> Task prompt: State how many lines in the data below contain the word "chandelier". Reply with the number alone.

> Record extracts:

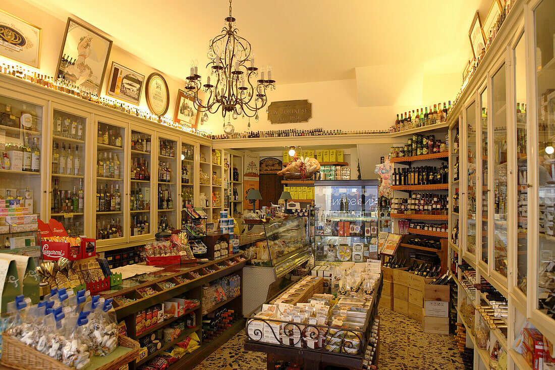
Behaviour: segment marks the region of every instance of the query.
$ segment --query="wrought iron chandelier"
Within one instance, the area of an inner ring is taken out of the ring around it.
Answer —
[[[225,18],[221,33],[208,44],[208,57],[210,61],[206,68],[210,66],[211,72],[206,83],[203,84],[197,73],[196,63],[193,62],[185,87],[186,93],[193,98],[195,107],[204,112],[201,124],[208,119],[206,112],[215,113],[221,107],[226,133],[233,133],[235,131],[229,116],[228,124],[225,123],[228,114],[234,119],[240,115],[248,117],[250,128],[251,117],[258,122],[258,111],[268,103],[266,91],[275,88],[275,81],[272,79],[270,66],[267,79],[264,78],[264,67],[259,78],[259,69],[254,66],[250,43],[238,34],[235,18],[231,16],[231,0],[229,0],[229,16]]]

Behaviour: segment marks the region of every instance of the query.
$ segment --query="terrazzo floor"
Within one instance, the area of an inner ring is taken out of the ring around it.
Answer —
[[[380,370],[463,370],[453,336],[426,334],[422,324],[380,307]],[[265,370],[266,353],[245,351],[241,331],[194,370]]]

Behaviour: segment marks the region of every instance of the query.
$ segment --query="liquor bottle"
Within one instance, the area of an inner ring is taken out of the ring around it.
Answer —
[[[115,184],[115,192],[114,193],[114,198],[115,199],[115,209],[114,211],[120,211],[122,210],[122,194],[119,192],[119,185],[118,184]]]
[[[77,204],[77,212],[82,213],[85,204],[85,193],[83,189],[82,178],[79,179],[79,190],[77,191],[77,198],[79,199]]]
[[[66,154],[65,173],[64,174],[73,174],[73,153],[71,151],[71,144],[68,144]]]
[[[52,206],[51,208],[53,213],[60,213],[60,189],[58,187],[58,179],[54,180],[54,189],[52,190]]]
[[[121,163],[119,163],[119,160],[118,159],[118,154],[114,154],[114,178],[119,178],[119,168],[121,166]]]
[[[52,173],[59,173],[60,153],[58,149],[58,143],[53,143],[52,145]]]
[[[79,154],[79,146],[75,146],[75,151],[73,152],[73,173],[78,176],[81,174],[81,156]]]
[[[26,136],[23,141],[23,162],[22,169],[24,171],[31,171],[31,148],[29,146],[29,137]]]

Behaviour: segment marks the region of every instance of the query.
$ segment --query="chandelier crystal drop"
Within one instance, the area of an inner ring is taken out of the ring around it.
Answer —
[[[210,61],[206,67],[210,68],[210,74],[206,83],[203,84],[195,62],[187,77],[185,91],[193,97],[195,107],[210,113],[216,113],[221,107],[224,118],[228,113],[234,119],[239,114],[256,116],[258,122],[259,109],[268,103],[266,90],[275,89],[276,82],[272,79],[270,66],[267,72],[263,67],[260,73],[255,67],[250,43],[238,34],[235,18],[231,16],[231,0],[221,33],[209,43],[208,57]],[[205,117],[208,119],[206,113]]]

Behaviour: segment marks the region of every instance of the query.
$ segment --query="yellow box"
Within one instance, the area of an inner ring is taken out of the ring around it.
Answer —
[[[337,162],[345,162],[345,157],[343,156],[343,149],[337,149]]]
[[[330,149],[330,162],[337,161],[337,151],[335,149]]]

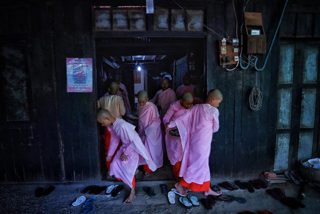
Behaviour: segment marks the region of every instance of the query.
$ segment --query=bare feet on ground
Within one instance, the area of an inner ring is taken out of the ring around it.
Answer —
[[[125,204],[130,204],[134,198],[136,198],[136,192],[134,191],[134,188],[132,188],[131,189],[129,196],[124,201],[124,203]]]
[[[188,193],[186,192],[186,189],[184,189],[184,188],[182,186],[180,185],[179,183],[176,183],[174,184],[174,187],[178,190],[178,191],[180,194],[182,194],[184,195],[188,195]]]
[[[221,192],[220,191],[214,191],[211,189],[209,189],[209,191],[206,191],[204,192],[204,195],[207,196],[210,194],[216,196],[220,195],[221,194]]]
[[[148,177],[149,175],[150,175],[150,172],[144,171],[144,176]]]
[[[139,173],[139,169],[136,169],[136,172],[134,172],[134,175],[136,175],[138,173]]]

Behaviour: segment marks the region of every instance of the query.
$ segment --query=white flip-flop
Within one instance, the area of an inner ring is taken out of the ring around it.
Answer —
[[[72,203],[72,205],[74,206],[78,206],[79,205],[81,204],[82,203],[83,203],[85,201],[86,201],[86,197],[84,197],[83,195],[80,196],[79,197],[78,197],[78,198],[76,198],[76,201]]]
[[[106,187],[106,193],[110,193],[112,190],[116,188],[116,186],[118,186],[118,185],[111,185],[110,186],[108,186],[108,187]]]
[[[184,205],[186,206],[192,206],[192,203],[189,201],[189,200],[186,197],[180,197],[179,198],[179,200]]]
[[[176,203],[174,198],[176,198],[176,194],[172,191],[170,191],[168,192],[168,198],[169,199],[169,202],[170,203],[174,204]]]
[[[179,193],[179,191],[178,191],[178,190],[176,189],[176,188],[173,188],[171,189],[171,191],[173,191],[176,194],[178,194],[179,195],[184,196],[187,196],[187,195],[184,195],[183,194],[180,194],[180,193]]]

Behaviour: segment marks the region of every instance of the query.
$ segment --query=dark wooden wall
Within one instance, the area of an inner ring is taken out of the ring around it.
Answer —
[[[224,37],[236,36],[232,1],[180,2],[182,6],[188,4],[190,7],[198,6],[200,4],[201,7],[206,7],[206,23],[209,27]],[[240,18],[242,1],[234,2]],[[122,3],[114,1],[110,4],[144,5],[145,1]],[[10,3],[1,5],[4,10],[20,7],[28,13],[27,32],[12,34],[2,28],[0,39],[2,44],[22,42],[25,44],[30,118],[24,124],[8,123],[3,119],[5,113],[1,112],[0,181],[100,179],[96,120],[96,86],[94,84],[92,93],[67,93],[66,59],[93,58],[94,82],[96,82],[92,6],[108,4],[105,1],[30,1],[21,5]],[[155,4],[174,6],[172,1],[155,1]],[[267,48],[282,7],[282,1],[276,0],[252,1],[247,6],[246,12],[262,13]],[[290,7],[288,5],[288,8]],[[293,16],[288,15],[287,19]],[[310,18],[308,14],[294,16],[302,17],[302,20],[306,22]],[[318,23],[318,14],[312,17],[312,22]],[[298,19],[294,20],[298,20],[296,24],[302,22]],[[238,21],[240,23],[241,20],[238,19]],[[308,32],[308,35],[318,36],[318,31]],[[294,32],[300,35],[300,31],[307,30],[298,28]],[[129,35],[124,33],[118,36],[158,36],[154,32],[148,34],[135,33]],[[192,37],[192,34],[190,33],[189,36]],[[264,71],[256,72],[252,69],[237,68],[227,72],[218,65],[218,40],[220,37],[208,31],[195,35],[204,35],[206,40],[204,61],[207,89],[216,88],[224,95],[224,101],[219,107],[220,129],[214,135],[212,144],[210,164],[212,177],[243,178],[272,170],[276,119],[278,37]],[[186,37],[186,35],[176,33],[172,36]],[[114,33],[110,36],[117,36]],[[258,67],[262,67],[265,57],[266,55],[259,56]],[[255,85],[256,75],[258,86],[264,99],[261,110],[254,112],[249,108],[248,97]],[[34,132],[34,137],[30,138],[31,127]]]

> The completed task: 2